READING PASSAGE
If we do not need frequencies above 2500 cycles for intelligible voice communication then there is no justification for transmitting them. Amateur phones, as a general rule, go far above this limit. because it is easy to make speech amplifiers "flat," and present-day microphones have good response well up in the audio range. The only practicable way to hold the bandwidth down to the minimum necessary is to use a filter,(1) preferably a good low-pass job, in the speech amplifier. Such a filter will have to be a part of every modulation system if the best use is to be made of the congested phone bands.

It may surprise those who have fixed ideas about audio-frequency range and "quality" to find that a system with a 2500-cycle cut-off sounds quite good. It is no surprise at all to those who know what the ordinary broadcast receiver gives out in the way of an audio-frequency range. Whether or not the sidebands are present in the transmission, they are usually cut badly by the receiver's selectivity - and through listener preference - by the tone control. More important than the actual upper-frequency limit is the relationship between the high- and low-frequency cut-offs. As a rule of thumb, the most natural-r sounding result is obtained when the product of the maximum and minimum frequencies is about 500,000; in other words, if the high-frequency cut-off is at 2500 cycles the low-frequency cut-off should be at 200 cycles.(2) Extreme low-frequency response with a relatively-low high-frequency cut-off results in boominess, while the reverse gives a tinny effect. The ideal characteristic for amateur work, therefore, would appear to be about as shown in Fig. 1. A satisfactory characteristic at the low end is easy to achieve by choice of interstage coupling constants.

Fig 1
Fig. 1. An audio-frequency characteristic of this type provides ample intelligibility, but confines side-bands to the minimum necessary for good communication. Contrary to what might be expected, it also gives satisfactory "quality" - if not too greatly distorted by fiver selectivity.

Cleaning up the transmitter

The installation of a low-pass filter is only a beginning; it does not guarantee that the actual sidebands will not have frequency components above those passing through the filter. Consider the conventional transmitter line-up shown in block form in Fig. 2. For many reasons the filter probably will be installed in the speech amplifier; since the operating voltages and currents are low, components are inexpensive and easier to obtain or make than if the filter were installed, say, between the modulator and Class C amplifier. Any amplitude distortion that occurs in the system after the filter will result in the generation of harmonies that nullify the effects of the filter in confining the bandwidth. There are several places where such distortion can occur:

  1. In any subsequent speech-amplifier stage because of overloading or inherent nonlinearity.
  2. In the driver for the Class B amplifier, because of insufficient power output, poor regulation, and so on.
  3. In the Class B modulator itself, because of improper loading, overdriving, insufficient power capability, inadequate transformers, and poor commutation.
  4. In the Class C stage because of nonlinearity (insufficient excitation is the most probable cause) and/or overmodulation.

Fig 2
Fig. 2. Every point in the system offers an opportunity for distortion - and unnecessary sideband frequencies. Proper design and adjustment of a phone transmitter to take minimum spectrum space requires know-how and care.

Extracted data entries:
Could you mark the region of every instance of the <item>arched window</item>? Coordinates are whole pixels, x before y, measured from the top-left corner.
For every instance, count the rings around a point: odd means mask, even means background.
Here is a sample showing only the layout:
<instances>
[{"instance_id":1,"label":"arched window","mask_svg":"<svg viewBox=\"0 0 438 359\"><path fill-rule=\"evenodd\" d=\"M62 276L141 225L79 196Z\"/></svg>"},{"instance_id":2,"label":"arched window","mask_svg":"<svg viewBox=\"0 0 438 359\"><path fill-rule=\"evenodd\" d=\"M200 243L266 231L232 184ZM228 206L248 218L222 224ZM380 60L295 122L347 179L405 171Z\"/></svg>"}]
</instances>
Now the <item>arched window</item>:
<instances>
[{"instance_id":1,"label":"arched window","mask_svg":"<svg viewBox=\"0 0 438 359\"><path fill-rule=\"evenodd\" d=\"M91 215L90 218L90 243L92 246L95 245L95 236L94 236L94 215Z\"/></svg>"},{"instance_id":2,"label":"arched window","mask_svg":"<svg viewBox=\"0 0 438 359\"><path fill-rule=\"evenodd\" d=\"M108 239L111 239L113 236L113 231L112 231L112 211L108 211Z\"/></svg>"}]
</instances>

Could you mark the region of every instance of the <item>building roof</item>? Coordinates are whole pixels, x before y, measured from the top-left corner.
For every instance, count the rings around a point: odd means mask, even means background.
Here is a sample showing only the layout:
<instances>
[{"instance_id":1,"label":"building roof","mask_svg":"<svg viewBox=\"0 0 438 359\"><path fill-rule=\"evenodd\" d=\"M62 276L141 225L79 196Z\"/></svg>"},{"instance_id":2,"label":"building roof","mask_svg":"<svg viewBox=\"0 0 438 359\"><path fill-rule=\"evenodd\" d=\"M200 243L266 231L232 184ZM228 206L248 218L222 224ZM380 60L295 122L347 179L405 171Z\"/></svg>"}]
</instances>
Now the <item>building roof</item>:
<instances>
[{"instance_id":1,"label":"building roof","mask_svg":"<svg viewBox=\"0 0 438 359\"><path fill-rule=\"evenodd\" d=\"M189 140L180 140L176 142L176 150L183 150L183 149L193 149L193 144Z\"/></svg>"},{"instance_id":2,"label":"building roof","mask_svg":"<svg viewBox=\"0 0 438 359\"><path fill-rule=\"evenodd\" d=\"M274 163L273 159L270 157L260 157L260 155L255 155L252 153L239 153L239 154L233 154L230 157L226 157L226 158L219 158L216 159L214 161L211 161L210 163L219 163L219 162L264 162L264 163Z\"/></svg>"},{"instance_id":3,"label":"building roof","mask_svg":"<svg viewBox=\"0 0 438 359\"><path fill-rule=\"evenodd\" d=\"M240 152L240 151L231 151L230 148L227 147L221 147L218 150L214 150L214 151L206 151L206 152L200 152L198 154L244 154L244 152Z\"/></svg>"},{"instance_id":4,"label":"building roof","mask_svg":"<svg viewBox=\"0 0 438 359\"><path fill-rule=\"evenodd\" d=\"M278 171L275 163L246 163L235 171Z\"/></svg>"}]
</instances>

WHAT YOU WILL DO
- 1) Please answer these questions about the passage on amateur phone bandwidth:
(a) Above what frequency does the passage say transmission is unjustified if intelligible voice communication does not need it?
(b) With a high-frequency cut-off at 2500 cycles, where should the low-frequency cut-off be?
(c) What is named as the most probable cause of nonlinearity in the Class C stage?
- 2) Swap "know-how" for "skill" in a stretch of the passage on amateur phone bandwidth, beginning at the words "2. In the driver" and stopping after "know-how and care.".
- 3) Write the next part of the passage on amateur phone bandwidth, picking up after its final sentence.

ANSWERS PER TASK
- 1)
(a) 2500 cycles
(b) 200 cycles
(c) Insufficient excitation

- 2)
2. In the driver for the Class B amplifier, because of insufficient power output, poor regulation, and so on.
  3. In the Class B modulator itself, because of improper loading, overdriving, insufficient power capability, inadequate transformers, and poor commutation.
  4. In the Class C stage because of nonlinearity (insufficient excitation is the most probable cause) and/or overmodulation.

Fig 2
Fig. 2. Every point in the system offers an opportunity for distortion - and unnecessary sideband frequencies. Proper design and adjustment of a phone transmitter to take minimum spectrum space requires skill and care.

- 3)
In fact, if a phone transmitter is to take up the minimum in channel width, there can be no skimping in design anywhere along the line, and the utmost care has to be used to see that the proper operating conditions are achieved and maintained. The speech equipment, exclusive of the low-pass filter, should be designed for low harmonic distortion and should have ample reserve capacity to handle larger-than-normal signals without folding up. It is only with such an amplifier that the filter can really go to work.

There is one bit of extra insurance that can and should be used. "Building out" the modulation transformer will help eliminate any high-frequency harmonics that may have been generated after the filter. In its simplest form, such building out requires only one or two high-voltage mica condensers, which fortunately are quite inexpensive in surplus these days. It is possible, too, to build a high-level low-pass filter for installation between the modulator and modulated amplifier and thus catch the unneeded frequencies at the end of the audio chain.(3)

Despite the conscientious use of all precautions in the audio system, the good work can be undone completely if the Class C amplifier is not linear. And even a perfectly linear Class C stage will raise a rumpus throughout the band if it is over-modulated. Here is where the oscilloscope is practically indispensable. It is almost impossible to adjust a 'phone transmitter for proper operation without a 'scope, and there is no better modulation monitor. For checking either linearity or overmodulation the wedge pattern is best, which is fortunate because it is also the simplest type of pattern to get, requiring little more than the scope tube and its power supply.(4)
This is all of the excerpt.